# [Exercise directions]
Among the entries that follow, the required portion opens with the line containing "Where can you spot the blue jeans?" and closes with the line containing "Where can you spot the staircase". Give that portion again exactly, and nothing else.

# [Material for this exercise]
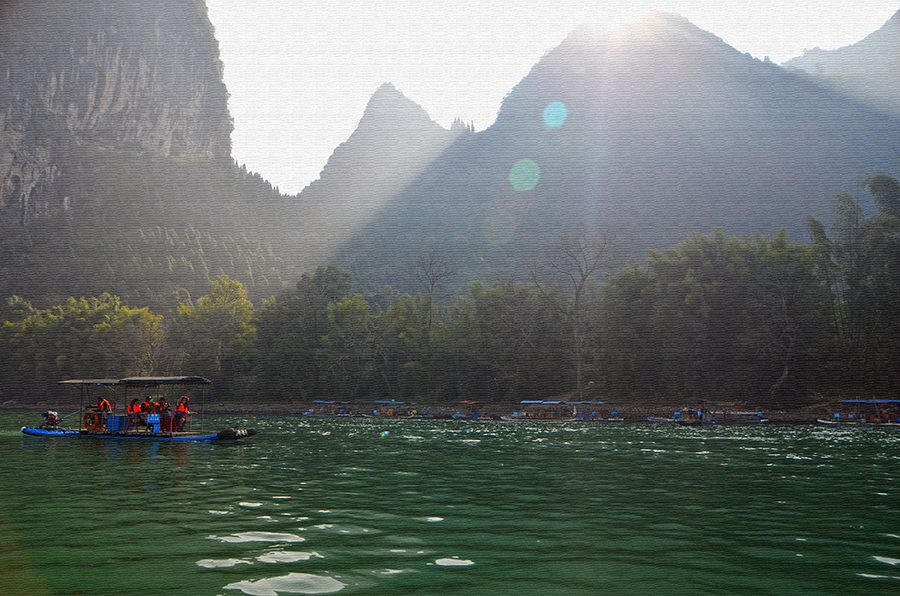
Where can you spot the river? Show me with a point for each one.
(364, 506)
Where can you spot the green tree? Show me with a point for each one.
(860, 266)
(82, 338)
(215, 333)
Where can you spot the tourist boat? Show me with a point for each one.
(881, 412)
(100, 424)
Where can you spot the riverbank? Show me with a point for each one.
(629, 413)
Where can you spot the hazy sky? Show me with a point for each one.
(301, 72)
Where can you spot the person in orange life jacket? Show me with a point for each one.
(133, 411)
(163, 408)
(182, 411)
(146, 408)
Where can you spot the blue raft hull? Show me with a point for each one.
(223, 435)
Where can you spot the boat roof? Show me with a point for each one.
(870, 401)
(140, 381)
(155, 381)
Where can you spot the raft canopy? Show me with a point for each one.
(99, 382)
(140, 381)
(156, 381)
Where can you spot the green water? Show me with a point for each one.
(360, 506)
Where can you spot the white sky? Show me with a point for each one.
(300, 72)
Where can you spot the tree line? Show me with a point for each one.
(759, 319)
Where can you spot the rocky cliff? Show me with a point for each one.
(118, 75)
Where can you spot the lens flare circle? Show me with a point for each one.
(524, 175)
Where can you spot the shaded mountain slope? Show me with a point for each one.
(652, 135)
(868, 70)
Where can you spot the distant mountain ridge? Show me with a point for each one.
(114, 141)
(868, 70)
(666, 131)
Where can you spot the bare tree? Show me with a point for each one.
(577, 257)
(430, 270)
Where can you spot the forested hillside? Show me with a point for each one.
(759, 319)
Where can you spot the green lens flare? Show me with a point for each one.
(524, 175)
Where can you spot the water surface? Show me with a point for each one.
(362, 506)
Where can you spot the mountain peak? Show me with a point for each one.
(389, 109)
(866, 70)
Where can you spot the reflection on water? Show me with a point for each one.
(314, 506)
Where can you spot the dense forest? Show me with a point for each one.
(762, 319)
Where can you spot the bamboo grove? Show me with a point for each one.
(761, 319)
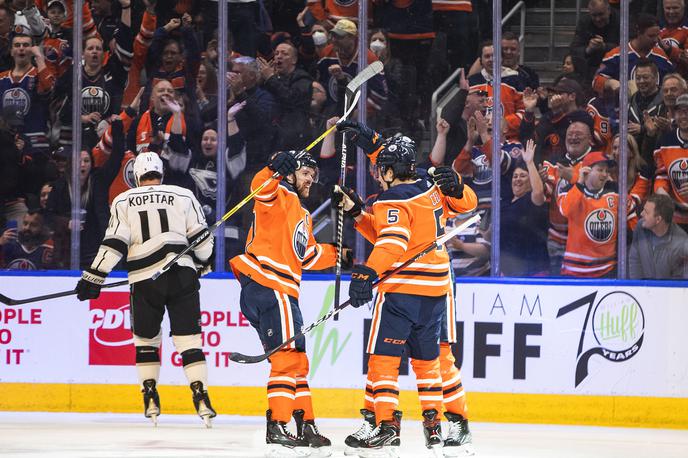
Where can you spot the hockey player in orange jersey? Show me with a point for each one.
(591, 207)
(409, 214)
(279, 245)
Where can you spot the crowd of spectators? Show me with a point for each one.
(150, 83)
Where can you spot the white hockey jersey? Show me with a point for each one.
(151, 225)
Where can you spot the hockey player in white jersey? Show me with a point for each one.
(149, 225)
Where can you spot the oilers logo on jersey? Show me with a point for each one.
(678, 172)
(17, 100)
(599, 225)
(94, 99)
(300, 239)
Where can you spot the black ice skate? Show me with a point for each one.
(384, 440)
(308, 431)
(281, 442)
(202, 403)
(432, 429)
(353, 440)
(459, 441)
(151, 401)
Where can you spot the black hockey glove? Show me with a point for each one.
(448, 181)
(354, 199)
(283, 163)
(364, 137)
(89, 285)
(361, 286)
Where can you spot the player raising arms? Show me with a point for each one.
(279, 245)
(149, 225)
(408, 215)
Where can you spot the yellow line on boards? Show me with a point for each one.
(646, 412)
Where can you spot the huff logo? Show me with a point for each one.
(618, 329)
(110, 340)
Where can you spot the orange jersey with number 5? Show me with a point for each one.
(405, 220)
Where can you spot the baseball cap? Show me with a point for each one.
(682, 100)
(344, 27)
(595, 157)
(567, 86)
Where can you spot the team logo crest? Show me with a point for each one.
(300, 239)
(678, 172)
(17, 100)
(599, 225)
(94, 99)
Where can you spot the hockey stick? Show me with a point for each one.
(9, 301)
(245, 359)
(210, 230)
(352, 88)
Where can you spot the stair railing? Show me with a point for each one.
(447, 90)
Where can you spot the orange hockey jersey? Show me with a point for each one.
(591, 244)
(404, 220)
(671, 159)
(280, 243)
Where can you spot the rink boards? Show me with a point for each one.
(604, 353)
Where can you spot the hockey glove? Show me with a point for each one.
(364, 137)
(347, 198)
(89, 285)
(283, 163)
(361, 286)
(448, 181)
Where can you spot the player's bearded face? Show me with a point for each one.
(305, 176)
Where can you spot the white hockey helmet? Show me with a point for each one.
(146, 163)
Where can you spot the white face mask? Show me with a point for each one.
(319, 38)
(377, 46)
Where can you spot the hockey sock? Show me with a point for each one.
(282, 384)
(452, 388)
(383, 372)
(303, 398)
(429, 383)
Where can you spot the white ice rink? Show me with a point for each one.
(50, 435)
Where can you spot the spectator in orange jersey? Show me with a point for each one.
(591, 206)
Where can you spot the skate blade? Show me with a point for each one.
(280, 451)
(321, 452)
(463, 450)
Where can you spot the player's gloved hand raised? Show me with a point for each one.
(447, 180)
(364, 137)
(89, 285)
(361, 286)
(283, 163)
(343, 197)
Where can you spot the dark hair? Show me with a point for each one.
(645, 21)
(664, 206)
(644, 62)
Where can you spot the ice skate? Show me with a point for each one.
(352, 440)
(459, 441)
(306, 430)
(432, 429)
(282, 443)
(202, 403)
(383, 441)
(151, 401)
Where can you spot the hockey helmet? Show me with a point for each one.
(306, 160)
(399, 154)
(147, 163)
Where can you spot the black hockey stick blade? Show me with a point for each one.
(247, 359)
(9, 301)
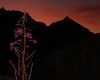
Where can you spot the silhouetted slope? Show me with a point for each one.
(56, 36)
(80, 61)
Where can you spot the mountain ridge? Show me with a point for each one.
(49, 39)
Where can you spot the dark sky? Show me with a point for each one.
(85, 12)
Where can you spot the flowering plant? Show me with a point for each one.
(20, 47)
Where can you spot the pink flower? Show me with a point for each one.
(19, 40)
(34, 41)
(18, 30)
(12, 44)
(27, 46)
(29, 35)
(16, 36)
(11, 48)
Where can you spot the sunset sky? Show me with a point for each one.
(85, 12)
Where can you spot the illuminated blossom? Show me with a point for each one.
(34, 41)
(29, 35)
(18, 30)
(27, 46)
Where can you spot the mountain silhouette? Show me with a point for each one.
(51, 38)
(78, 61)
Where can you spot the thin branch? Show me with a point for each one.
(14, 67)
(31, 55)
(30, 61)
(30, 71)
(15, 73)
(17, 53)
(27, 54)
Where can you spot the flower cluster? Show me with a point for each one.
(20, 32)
--
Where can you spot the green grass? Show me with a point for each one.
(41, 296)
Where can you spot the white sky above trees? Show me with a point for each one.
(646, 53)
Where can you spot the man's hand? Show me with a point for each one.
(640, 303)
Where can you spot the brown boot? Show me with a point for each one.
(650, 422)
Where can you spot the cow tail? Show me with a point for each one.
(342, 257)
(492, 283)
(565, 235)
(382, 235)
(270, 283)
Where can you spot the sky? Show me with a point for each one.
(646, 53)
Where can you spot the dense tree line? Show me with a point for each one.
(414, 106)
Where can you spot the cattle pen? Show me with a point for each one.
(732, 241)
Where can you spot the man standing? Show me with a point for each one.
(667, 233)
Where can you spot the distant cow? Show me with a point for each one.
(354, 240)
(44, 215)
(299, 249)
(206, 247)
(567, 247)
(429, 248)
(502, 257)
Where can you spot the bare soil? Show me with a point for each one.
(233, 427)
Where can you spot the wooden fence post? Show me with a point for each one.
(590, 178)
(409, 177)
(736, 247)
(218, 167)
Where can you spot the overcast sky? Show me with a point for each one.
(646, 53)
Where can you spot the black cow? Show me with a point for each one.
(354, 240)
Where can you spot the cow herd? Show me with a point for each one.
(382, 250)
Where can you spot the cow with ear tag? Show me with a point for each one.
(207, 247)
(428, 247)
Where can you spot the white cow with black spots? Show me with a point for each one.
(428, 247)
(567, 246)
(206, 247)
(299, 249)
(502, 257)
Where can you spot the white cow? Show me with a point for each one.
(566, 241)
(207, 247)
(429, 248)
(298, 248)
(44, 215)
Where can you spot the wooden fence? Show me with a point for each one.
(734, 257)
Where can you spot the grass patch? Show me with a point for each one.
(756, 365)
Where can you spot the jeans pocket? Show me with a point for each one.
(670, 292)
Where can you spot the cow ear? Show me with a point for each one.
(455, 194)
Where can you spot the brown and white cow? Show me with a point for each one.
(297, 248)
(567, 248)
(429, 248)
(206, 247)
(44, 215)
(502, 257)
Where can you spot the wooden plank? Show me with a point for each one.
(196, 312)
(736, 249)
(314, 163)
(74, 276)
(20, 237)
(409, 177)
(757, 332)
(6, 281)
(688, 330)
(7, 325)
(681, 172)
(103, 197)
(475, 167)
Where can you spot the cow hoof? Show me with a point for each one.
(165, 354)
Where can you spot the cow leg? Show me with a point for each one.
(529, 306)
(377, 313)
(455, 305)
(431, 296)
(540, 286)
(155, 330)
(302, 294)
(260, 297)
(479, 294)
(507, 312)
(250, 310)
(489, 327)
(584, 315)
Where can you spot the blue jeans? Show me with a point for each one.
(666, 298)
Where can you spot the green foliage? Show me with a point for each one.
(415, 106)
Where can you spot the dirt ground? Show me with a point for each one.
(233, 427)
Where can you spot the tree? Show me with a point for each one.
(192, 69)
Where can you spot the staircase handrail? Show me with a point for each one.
...
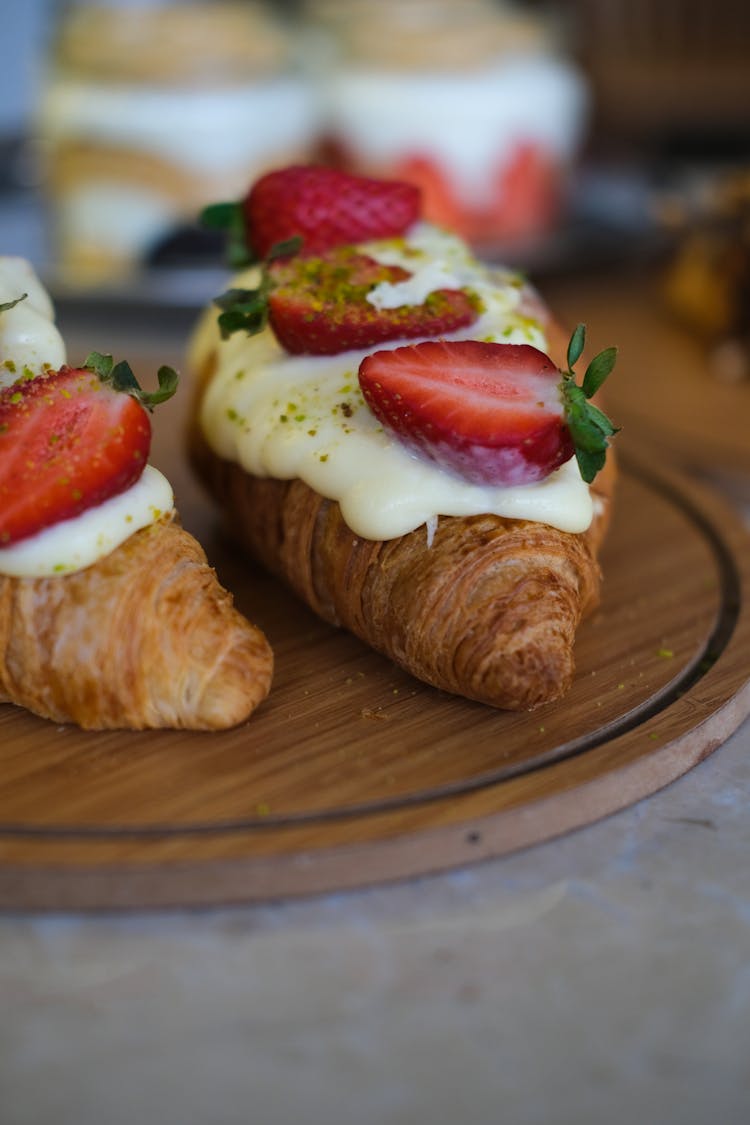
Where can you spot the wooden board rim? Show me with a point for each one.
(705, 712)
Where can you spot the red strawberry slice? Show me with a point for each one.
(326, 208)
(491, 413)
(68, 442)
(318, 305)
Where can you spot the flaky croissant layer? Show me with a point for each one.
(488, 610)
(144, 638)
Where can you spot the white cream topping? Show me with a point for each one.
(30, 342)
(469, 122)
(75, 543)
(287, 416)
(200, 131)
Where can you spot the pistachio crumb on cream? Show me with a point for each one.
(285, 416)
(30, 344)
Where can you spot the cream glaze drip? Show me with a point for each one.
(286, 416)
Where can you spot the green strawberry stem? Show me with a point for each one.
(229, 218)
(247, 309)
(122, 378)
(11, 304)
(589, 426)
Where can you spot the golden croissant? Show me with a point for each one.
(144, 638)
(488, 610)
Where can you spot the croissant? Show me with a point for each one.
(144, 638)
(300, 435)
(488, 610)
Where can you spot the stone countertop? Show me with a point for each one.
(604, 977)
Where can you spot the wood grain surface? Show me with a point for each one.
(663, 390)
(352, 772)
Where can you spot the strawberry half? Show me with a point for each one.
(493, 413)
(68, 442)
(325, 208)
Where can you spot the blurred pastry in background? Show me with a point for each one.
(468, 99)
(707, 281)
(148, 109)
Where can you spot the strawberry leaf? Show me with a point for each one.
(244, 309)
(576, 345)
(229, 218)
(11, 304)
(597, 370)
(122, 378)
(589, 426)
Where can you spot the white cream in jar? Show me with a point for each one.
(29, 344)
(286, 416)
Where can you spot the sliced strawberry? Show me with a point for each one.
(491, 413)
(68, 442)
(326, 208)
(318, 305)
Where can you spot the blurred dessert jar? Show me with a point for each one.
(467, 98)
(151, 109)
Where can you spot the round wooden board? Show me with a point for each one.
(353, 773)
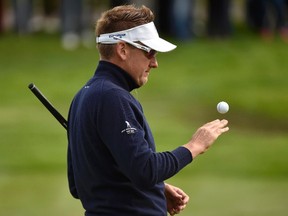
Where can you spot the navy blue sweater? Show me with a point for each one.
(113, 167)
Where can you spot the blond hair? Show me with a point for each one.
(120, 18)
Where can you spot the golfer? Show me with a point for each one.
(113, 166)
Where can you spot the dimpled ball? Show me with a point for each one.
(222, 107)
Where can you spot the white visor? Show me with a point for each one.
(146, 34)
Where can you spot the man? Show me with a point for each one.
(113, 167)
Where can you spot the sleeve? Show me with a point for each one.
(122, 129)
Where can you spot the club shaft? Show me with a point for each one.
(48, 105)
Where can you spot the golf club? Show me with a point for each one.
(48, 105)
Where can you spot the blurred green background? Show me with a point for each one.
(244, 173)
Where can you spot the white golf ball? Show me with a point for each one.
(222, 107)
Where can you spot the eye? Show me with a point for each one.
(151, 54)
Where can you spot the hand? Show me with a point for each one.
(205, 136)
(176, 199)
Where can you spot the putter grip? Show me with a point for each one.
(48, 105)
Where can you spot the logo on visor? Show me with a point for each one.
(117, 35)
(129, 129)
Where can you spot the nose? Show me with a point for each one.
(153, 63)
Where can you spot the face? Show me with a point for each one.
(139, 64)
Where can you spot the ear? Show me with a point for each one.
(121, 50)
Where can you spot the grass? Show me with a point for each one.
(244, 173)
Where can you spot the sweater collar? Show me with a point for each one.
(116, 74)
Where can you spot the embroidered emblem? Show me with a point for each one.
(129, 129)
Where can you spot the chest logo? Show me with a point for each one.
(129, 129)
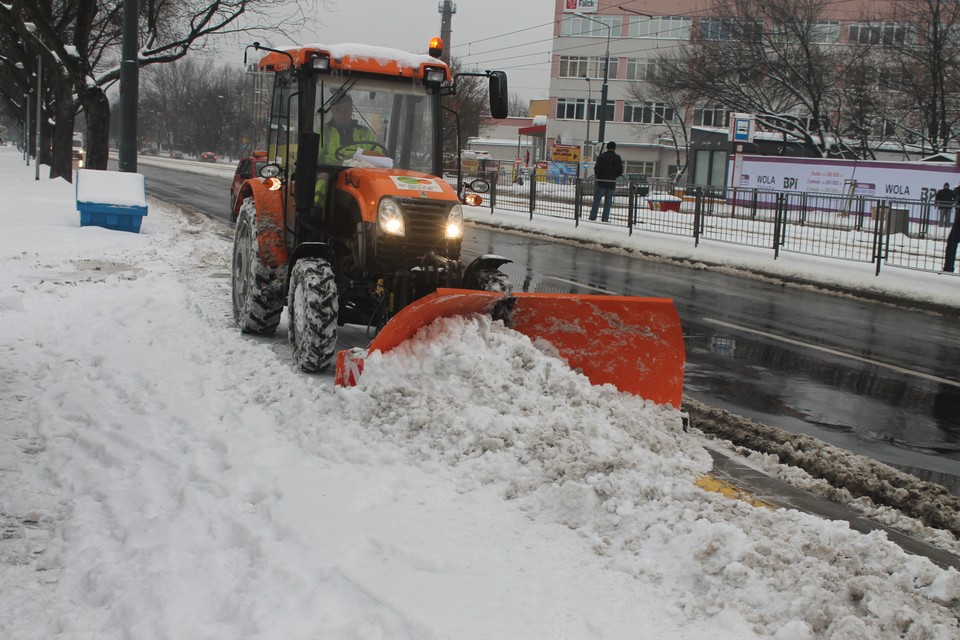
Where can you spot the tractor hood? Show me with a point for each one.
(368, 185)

# [Answer to this problem]
Where can you spot the blue jeans? Show me with a point for each one.
(666, 298)
Where can you spot the green foliage? Show me with a point for each one.
(415, 106)
Where can you spot the dirt ground? Show me with a point for each one.
(233, 427)
Where can you spot the tree? Show me with a point for each one.
(192, 69)
Where can you spot the staircase handrail? Show me with a point for each one.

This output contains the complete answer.